## INSTRUCTION
Please extract every line of the rows below that contains the word "mouth", treating case as significant.

## Excerpts of bounding box data
□ □ □

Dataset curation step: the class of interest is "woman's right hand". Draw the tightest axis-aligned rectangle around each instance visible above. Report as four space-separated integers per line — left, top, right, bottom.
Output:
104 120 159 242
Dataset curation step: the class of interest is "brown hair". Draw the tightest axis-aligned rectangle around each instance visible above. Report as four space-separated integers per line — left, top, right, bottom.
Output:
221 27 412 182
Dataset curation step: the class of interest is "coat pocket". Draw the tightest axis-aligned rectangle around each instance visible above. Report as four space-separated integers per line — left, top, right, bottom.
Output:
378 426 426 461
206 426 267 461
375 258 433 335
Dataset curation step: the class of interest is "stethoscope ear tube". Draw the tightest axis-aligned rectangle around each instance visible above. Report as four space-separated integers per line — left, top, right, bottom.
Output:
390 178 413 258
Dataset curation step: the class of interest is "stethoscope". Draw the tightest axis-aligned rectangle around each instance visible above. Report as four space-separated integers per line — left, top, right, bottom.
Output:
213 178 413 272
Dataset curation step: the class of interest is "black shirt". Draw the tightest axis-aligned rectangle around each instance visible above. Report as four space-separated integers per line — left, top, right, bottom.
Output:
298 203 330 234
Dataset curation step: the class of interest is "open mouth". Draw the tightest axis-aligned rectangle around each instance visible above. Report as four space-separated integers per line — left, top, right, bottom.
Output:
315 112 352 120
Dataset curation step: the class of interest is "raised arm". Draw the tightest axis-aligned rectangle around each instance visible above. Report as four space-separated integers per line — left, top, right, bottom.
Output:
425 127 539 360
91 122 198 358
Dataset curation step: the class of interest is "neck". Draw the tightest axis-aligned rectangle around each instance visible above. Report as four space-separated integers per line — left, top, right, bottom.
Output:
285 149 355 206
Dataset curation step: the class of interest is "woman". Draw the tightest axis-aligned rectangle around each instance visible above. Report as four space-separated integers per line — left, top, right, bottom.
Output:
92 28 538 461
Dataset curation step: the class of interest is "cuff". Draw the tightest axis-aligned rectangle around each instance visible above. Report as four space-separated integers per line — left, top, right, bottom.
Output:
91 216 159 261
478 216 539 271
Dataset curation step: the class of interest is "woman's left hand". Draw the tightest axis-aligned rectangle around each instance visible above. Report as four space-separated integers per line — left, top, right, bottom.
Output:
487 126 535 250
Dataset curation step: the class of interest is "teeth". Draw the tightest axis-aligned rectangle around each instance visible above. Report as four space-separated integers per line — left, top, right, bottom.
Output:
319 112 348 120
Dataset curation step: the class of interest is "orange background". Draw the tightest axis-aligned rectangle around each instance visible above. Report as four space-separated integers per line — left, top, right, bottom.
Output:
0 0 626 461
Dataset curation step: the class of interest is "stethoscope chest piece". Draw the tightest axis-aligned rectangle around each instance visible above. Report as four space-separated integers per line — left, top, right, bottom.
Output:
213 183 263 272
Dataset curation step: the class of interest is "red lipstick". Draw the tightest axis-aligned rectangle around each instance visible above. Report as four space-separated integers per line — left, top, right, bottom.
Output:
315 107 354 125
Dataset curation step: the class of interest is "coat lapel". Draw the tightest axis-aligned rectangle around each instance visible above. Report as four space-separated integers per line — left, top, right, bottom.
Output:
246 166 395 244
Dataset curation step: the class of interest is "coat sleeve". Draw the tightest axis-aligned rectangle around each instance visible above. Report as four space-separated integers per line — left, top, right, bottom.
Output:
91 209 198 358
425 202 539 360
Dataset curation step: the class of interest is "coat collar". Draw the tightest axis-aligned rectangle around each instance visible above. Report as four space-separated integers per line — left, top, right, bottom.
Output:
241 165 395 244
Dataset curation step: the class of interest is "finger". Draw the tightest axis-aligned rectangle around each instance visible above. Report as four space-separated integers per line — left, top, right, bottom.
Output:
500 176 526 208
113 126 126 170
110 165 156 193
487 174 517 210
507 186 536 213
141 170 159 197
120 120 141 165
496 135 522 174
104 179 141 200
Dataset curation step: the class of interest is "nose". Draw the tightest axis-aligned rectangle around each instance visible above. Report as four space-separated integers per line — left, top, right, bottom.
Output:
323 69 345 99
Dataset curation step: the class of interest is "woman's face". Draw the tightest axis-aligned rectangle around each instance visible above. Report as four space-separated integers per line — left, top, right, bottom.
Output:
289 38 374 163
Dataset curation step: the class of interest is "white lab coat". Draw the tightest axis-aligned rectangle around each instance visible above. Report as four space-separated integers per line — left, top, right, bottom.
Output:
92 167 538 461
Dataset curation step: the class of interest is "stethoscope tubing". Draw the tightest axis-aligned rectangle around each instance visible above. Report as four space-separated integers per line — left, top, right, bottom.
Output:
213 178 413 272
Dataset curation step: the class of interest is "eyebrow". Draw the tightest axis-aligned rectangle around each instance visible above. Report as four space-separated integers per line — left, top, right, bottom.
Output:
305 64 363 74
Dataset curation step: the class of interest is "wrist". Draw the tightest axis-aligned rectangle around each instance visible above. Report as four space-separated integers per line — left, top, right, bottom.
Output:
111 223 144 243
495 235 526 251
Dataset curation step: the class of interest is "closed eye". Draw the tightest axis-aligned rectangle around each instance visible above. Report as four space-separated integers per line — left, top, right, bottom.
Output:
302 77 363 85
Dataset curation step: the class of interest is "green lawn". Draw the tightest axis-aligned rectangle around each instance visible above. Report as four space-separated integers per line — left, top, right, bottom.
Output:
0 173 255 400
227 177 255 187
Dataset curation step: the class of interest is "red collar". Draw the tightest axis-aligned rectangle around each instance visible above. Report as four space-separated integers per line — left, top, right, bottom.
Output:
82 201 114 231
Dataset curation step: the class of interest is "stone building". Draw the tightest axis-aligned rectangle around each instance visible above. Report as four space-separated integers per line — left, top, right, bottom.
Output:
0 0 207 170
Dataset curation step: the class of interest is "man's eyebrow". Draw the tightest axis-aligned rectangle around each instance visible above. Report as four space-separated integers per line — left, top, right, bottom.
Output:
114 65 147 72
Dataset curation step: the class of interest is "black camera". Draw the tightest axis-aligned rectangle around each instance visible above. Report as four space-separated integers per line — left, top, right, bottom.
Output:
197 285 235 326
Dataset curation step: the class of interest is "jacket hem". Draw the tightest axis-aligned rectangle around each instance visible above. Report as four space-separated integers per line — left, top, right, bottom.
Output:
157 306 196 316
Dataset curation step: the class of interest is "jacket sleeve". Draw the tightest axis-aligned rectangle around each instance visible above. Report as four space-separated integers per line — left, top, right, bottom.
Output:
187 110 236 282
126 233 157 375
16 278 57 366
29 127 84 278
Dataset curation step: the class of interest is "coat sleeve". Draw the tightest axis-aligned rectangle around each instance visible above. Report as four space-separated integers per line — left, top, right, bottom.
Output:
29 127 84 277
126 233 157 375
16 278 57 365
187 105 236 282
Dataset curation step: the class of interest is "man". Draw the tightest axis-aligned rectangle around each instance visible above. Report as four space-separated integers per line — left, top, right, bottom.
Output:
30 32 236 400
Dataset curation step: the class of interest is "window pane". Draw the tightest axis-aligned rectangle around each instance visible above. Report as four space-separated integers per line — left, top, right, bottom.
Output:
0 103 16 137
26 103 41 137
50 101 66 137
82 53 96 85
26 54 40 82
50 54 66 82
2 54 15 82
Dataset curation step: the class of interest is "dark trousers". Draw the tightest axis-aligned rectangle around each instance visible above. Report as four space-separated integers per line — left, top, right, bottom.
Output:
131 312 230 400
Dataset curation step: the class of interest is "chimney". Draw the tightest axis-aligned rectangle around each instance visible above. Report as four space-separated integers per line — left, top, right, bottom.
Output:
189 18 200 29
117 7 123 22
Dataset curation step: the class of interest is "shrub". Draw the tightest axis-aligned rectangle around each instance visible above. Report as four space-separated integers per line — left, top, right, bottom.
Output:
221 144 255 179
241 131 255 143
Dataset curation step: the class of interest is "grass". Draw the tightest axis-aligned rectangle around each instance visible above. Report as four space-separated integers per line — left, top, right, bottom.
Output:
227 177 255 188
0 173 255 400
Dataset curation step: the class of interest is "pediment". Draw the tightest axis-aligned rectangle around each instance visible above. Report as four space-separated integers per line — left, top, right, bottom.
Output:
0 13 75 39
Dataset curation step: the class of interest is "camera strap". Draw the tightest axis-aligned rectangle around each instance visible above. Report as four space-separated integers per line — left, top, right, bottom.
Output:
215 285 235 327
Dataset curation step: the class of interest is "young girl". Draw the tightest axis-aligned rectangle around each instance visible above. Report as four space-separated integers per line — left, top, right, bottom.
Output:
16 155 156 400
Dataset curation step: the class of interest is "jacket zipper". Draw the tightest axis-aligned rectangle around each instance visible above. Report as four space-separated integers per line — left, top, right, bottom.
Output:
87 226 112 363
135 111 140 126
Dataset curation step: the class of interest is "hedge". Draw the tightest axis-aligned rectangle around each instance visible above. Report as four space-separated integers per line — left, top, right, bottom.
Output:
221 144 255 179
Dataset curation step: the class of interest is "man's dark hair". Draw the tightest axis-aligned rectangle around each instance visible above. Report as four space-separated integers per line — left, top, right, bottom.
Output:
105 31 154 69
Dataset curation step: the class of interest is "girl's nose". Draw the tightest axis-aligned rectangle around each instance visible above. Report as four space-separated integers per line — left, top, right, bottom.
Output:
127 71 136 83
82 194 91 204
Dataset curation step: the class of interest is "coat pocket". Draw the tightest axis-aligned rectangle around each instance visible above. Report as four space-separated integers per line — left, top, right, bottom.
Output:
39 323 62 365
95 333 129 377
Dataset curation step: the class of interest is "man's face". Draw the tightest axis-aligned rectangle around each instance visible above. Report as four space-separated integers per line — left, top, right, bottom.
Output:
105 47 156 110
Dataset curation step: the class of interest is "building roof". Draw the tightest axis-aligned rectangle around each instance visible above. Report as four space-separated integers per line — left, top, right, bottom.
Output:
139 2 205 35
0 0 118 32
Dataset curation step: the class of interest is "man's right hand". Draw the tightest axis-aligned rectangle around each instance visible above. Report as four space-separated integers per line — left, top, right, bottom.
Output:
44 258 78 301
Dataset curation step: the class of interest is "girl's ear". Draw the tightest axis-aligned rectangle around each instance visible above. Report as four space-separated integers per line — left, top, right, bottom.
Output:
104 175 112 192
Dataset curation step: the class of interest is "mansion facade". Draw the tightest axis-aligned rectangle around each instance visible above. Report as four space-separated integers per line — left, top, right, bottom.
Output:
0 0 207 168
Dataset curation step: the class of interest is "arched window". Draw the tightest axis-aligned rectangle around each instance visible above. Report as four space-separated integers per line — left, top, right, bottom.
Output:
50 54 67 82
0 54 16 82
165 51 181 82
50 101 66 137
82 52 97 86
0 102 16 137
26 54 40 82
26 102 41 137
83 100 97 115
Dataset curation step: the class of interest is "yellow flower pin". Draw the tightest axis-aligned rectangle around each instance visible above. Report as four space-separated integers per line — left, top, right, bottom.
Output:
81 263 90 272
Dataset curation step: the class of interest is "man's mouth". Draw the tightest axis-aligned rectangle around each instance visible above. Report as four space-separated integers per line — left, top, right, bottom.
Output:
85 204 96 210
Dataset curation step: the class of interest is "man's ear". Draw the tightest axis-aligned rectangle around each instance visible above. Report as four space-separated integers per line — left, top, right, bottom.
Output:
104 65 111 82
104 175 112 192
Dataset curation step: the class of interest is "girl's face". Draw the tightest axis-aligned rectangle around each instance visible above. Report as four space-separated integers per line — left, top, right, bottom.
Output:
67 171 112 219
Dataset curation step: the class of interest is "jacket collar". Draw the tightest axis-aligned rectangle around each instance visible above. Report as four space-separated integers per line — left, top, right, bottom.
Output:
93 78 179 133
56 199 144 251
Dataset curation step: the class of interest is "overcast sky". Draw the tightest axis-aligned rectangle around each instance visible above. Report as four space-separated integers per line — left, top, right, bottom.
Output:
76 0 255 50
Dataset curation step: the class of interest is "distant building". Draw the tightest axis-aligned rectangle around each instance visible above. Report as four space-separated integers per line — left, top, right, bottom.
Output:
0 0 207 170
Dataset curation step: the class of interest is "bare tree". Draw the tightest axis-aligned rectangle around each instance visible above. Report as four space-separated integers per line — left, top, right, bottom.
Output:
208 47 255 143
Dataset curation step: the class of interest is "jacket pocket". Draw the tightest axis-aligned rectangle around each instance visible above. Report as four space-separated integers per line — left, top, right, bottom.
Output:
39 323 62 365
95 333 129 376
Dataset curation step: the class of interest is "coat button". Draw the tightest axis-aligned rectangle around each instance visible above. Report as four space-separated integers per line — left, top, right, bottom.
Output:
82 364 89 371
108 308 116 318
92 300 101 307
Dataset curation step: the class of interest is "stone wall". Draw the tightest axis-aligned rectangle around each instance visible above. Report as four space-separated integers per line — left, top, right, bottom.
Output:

□ □ □

## RESULT OF THE EXERCISE
Dataset curation step: the class of interest is "open mouth". Draw the tightest axis-aligned rectangle around each instance visible above. Report as four space-separated integers per line — left, top, right, bottom.
Dataset curation step: the class of interest is "man's mouth". Draw the tightest axis-aligned rectangle around each instance visible above. Report as four space-separated integers per line — left, top, right, bottom.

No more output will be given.